**** Extracted data
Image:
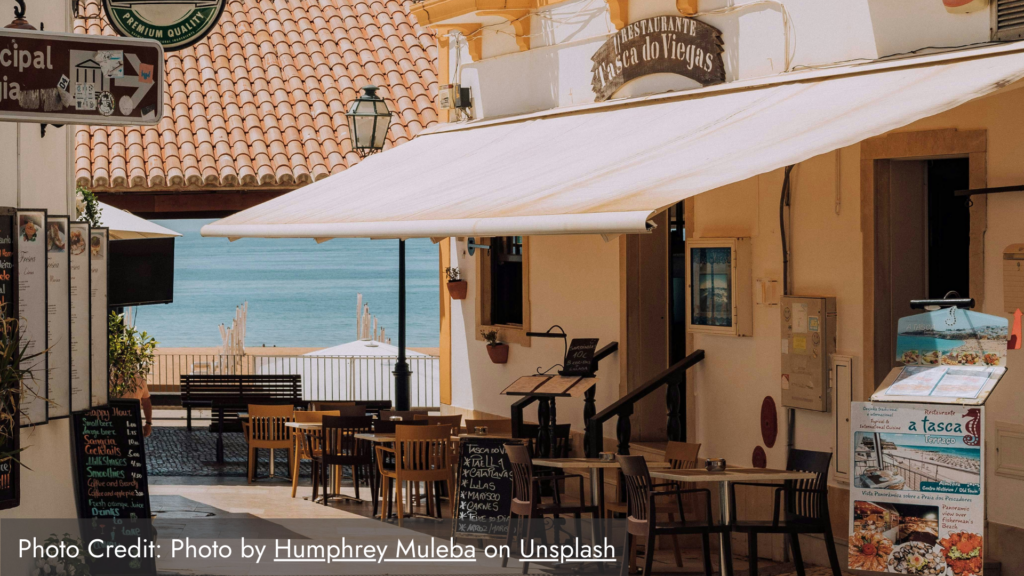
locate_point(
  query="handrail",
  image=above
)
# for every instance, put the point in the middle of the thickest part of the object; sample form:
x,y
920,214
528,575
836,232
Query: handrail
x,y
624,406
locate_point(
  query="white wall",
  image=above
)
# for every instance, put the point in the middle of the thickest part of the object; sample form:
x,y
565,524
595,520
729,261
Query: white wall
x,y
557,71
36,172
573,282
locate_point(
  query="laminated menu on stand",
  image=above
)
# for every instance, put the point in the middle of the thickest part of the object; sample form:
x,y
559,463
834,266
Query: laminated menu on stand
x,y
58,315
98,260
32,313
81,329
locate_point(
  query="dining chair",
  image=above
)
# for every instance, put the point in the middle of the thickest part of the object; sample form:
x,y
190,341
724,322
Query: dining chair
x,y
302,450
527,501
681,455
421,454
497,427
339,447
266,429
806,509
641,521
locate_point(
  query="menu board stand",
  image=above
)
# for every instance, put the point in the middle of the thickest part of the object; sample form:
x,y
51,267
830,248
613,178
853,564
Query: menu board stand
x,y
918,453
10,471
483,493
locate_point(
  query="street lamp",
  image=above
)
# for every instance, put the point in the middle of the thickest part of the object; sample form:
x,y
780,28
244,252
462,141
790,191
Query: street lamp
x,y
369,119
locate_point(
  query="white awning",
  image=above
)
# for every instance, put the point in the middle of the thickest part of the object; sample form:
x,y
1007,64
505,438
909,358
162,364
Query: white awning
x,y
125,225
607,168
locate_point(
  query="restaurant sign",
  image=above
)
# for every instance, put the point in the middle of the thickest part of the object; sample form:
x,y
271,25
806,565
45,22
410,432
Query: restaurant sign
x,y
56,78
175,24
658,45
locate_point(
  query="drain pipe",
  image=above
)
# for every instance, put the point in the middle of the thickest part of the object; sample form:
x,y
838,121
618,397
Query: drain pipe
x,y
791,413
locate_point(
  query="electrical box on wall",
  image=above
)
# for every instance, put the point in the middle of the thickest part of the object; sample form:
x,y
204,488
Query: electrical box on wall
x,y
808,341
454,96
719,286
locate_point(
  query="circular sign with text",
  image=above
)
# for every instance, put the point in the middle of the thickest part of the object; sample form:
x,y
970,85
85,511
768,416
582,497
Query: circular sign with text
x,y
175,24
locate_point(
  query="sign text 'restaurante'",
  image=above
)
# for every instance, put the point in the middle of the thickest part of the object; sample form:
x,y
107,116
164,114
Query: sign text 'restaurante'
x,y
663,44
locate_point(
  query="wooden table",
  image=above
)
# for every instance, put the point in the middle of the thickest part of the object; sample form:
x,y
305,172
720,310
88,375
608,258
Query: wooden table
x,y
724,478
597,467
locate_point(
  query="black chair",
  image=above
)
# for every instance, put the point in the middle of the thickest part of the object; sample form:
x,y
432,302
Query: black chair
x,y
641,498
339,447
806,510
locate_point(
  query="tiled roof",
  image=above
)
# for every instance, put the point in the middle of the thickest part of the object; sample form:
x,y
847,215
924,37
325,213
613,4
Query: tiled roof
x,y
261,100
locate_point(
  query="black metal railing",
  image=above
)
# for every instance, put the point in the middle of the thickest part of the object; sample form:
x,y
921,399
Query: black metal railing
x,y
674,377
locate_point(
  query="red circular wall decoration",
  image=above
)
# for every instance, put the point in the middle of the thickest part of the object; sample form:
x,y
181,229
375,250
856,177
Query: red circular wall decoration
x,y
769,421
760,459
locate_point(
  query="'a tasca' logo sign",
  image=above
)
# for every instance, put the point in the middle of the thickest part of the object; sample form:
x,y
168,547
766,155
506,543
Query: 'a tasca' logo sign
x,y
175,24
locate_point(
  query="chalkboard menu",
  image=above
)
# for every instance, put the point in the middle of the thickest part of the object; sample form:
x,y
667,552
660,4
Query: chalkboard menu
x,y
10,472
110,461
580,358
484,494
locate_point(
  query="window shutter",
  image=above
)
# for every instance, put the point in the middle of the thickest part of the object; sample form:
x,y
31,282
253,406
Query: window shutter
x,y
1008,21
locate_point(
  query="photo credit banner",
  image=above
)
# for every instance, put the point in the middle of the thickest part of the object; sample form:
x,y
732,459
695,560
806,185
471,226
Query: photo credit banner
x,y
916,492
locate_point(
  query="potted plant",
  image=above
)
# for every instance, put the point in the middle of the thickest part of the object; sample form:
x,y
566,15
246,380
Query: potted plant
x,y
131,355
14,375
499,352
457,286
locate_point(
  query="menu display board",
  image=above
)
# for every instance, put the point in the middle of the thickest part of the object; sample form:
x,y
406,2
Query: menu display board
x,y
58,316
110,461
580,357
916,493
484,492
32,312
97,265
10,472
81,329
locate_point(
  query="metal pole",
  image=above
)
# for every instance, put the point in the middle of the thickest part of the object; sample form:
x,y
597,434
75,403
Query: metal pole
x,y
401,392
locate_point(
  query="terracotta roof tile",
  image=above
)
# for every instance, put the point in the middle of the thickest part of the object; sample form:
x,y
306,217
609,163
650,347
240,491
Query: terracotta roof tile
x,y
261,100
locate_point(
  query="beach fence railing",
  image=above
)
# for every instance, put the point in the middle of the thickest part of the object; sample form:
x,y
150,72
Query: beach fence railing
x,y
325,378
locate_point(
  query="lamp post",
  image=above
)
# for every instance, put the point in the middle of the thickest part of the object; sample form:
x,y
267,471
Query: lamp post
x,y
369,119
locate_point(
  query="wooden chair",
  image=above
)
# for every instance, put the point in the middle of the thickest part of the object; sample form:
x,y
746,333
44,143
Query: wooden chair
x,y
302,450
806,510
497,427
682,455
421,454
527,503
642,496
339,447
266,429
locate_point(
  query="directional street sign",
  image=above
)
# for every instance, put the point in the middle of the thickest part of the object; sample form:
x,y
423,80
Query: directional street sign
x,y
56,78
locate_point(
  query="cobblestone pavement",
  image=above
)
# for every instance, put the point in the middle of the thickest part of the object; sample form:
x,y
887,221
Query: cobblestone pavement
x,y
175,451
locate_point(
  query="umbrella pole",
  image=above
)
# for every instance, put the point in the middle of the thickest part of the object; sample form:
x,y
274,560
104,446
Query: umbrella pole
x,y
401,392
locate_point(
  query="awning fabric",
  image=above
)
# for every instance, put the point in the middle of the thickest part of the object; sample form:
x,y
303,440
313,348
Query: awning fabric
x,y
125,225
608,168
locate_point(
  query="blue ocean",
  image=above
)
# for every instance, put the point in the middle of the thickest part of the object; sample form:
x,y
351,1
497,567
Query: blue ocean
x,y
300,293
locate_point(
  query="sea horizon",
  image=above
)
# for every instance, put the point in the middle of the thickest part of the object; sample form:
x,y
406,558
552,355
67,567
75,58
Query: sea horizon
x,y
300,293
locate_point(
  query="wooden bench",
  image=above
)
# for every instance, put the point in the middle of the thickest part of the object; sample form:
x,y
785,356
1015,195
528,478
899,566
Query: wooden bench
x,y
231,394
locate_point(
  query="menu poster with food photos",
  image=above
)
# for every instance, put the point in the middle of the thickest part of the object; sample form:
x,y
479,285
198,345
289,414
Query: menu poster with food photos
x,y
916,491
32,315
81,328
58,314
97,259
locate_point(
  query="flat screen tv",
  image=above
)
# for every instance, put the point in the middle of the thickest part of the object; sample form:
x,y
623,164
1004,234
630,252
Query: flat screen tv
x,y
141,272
********
__What you need to do__. What's needed is a word-for-word retyping of the listing, minus its pictures.

__Answer section__.
Image:
locate_point(
  query="handrail",
  image=above
)
# for every instance, put the point in the middle of the thickest part of the object; sample form:
x,y
920,214
528,575
836,232
Query: handrail
x,y
624,406
locate_point(
  query="white wall",
  image=above
)
# for every instance, put the point in the middle of the thickest part of the object; sample form:
x,y
565,524
595,520
729,261
Query: white wall
x,y
557,71
36,172
573,282
locate_point(
  query="laminated menu on stand",
  image=above
)
# for every instance, put the point in the middle of the thickest part of the object; sample form:
x,y
559,463
834,266
Query: laminated menu on stand
x,y
58,315
98,260
32,313
81,329
locate_point(
  query="dining chair",
  image=above
)
# for every instance, put the point in the middle of the thickest part of the object; sample form:
x,y
190,341
724,322
Query: dining chair
x,y
302,450
527,501
681,455
421,454
497,427
339,447
266,429
806,509
641,521
locate_point(
  query="menu board stand",
  image=above
)
# for every instance, put the point in the middle of the thickest part of the object; sample form:
x,y
51,267
830,248
613,178
853,564
Query: menu board stand
x,y
918,453
10,471
483,493
locate_point(
  query="street lamp",
  image=above
)
# for every instance, put the point in the middle of the thickest part of the object; sample form:
x,y
780,28
244,252
462,141
790,191
Query: street lamp
x,y
369,119
locate_point(
  query="white awning",
  image=above
)
# for every instance, put the point in the middle of the thickest part of the object; sample form:
x,y
1007,64
505,438
909,358
162,364
Query: white awning
x,y
125,225
607,168
locate_point(
  query="restaurant sign",
  image=above
)
# for every instance, put the point in the middle of the thickest part of the object; sample form:
x,y
271,25
806,565
45,22
410,432
Query: restaurant sign
x,y
56,78
175,24
658,45
locate_point(
  query="drain pipe",
  image=above
)
# for every instance, put the point in the middle of the thickest part of the object; sample form:
x,y
838,121
618,397
Query: drain pipe
x,y
791,413
locate_point(
  query="electrical box on wall",
  image=above
)
# for every instance, put the point in the middle of the thickest part of the object; sample form:
x,y
204,488
Query: electrical box on wall
x,y
808,341
454,96
719,286
locate_point(
  query="circular sign with text",
  image=above
)
# for every instance, put the point in the middle of the thickest part of the object; sample form:
x,y
970,85
85,511
768,416
582,497
Query: circular sign with text
x,y
175,24
locate_point(
  query="sign text 'restaurante'",
  image=above
)
# for every instance, put the point in the middle of the thickest part of the object; sample form:
x,y
107,116
164,114
Query: sign text 'restaurante'
x,y
663,44
locate_point(
  query="wooden table",
  image=above
)
# for every instance, put the point in the middle of the thickest part of the object; sample form:
x,y
305,172
720,310
88,375
608,258
Query: wooden table
x,y
724,478
597,467
locate_point(
  query="black chair",
  image=above
)
# for every instance, put the point in the middle of the thickest part of the object; sample form:
x,y
432,302
Query: black chair
x,y
641,498
339,447
806,510
locate_point(
  query="tiled roof",
  image=above
)
# for every instance, put the point in the middle of the thickest part of the object; sample form:
x,y
847,215
924,37
325,213
613,4
Query: tiled roof
x,y
261,100
locate_point(
  query="black metal railing",
  image=above
)
# for every instance, put the point in the middle of the thickest part of the object; sample form:
x,y
921,399
Query: black metal railing
x,y
674,377
locate_point(
  query="red circular wall decoration",
  image=above
)
# for every instance, put the point in the middle of the thickest part of the object; sample form:
x,y
181,229
375,250
856,177
Query: red circular wall decoration
x,y
769,421
760,459
locate_point(
  query="'a tasca' logo sign",
  image=above
)
# for every instance, put the point in the middle of the thickest part of the object; sample form:
x,y
168,547
766,155
506,543
Query: 'a tasca' logo sign
x,y
175,24
locate_point(
  query="chalkboard menu",
  image=above
)
# for every instance, put the point in the middle of the thickest part of the object; sample form:
x,y
667,552
660,4
Query: chalkboard menu
x,y
10,472
110,461
580,358
484,494
locate_point(
  query="window shutter",
  image=above
)
# for every instance, put the point in the middle of the thickest part of the object; sample form:
x,y
31,282
253,406
Query: window shutter
x,y
1008,21
locate_point(
  query="photo credit banner",
  image=above
)
# for every instance, put the point in the middle of the thickest part of the object; sample form:
x,y
732,459
695,560
806,185
471,226
Query: photo credit banner
x,y
916,492
locate_point(
  query="potted plant",
  image=above
)
# for every instance, put the point in the middle of the thickest part of the object; sample form:
x,y
566,15
246,380
Query: potted plant
x,y
131,355
14,375
499,352
457,286
locate_point(
  query="menu display board",
  image=above
)
# for every instance, put the point in the middle of the thickest part of the object; sample form:
x,y
406,2
Query: menu display board
x,y
58,316
110,461
580,357
916,493
484,492
32,312
97,265
10,472
81,329
locate_point(
  query="metal pole",
  image=above
)
# for every instance, put the point in the middle of the thickest part of the object; sample form:
x,y
597,434
75,403
Query: metal pole
x,y
401,392
locate_point(
  query="terracotta roof tile",
  image=above
)
# for every instance, put the point in the middle of the thickest part of the object; sample form:
x,y
306,217
609,163
650,347
240,491
Query: terracotta roof tile
x,y
261,100
locate_point(
  query="beach fence railing",
  image=above
)
# for every instance, put the point in the middle of the thickest part of the object; sample form:
x,y
150,72
Query: beach fence railing
x,y
325,378
locate_point(
  query="lamp post",
  image=above
)
# for every instance, put the point in the middle of the thickest part of the object; sample form:
x,y
267,471
Query: lamp post
x,y
369,119
locate_point(
  query="wooden chair",
  image=above
)
# for every instance, put the point in the middle of the thickest part of the object; sample form:
x,y
746,333
44,143
Query: wooden chair
x,y
302,450
806,510
497,427
682,455
421,454
527,503
642,496
339,447
266,429
locate_point(
  query="directional street sign",
  image=above
)
# for every instance, put the point in the middle of the thickest part of the object; sample form:
x,y
423,80
Query: directional street sign
x,y
56,78
locate_point(
  query="cobblestone pavement",
  image=above
)
# for every instance, put the point in the middle of the thickest part of the object; sample form:
x,y
887,221
Query: cobblestone pavement
x,y
175,451
locate_point(
  query="umbrella pole",
  image=above
)
# for every instance, put the point in the middle of the thickest part of the object; sample form:
x,y
274,560
104,446
Query: umbrella pole
x,y
401,392
locate_point(
  query="awning fabric",
  image=above
)
# for every instance, put the point in the middle of the thickest part of the object; sample form:
x,y
303,440
313,348
Query: awning fabric
x,y
125,225
608,168
locate_point(
  query="blue ocean",
  image=above
)
# for every instance, put the point in the middle of the thickest part of the object; sample form:
x,y
351,1
497,567
Query: blue ocean
x,y
300,293
locate_point(
  query="sea horizon",
  image=above
)
# for every instance, put the point in the middle of the thickest part of the object; sample form:
x,y
406,558
552,355
67,567
75,58
Query: sea horizon
x,y
300,293
locate_point(
  query="wooden bench",
  image=above
)
# for every instance, put the point in the middle of the thickest part of the object; sample form:
x,y
785,356
1015,195
528,478
899,566
Query: wooden bench
x,y
231,394
locate_point(
  query="menu poster with food photos",
  image=above
)
# for every instance, put the point in the middle of the thickest part of the object; sample form:
x,y
479,285
198,345
289,414
Query: menu poster with food photos
x,y
916,491
32,315
81,328
58,314
97,259
locate_point(
  query="flat screen tv",
  image=above
)
# for every instance, put the point in the middle of the thickest part of the object; sample form:
x,y
623,164
1004,234
630,252
Query: flat screen tv
x,y
141,272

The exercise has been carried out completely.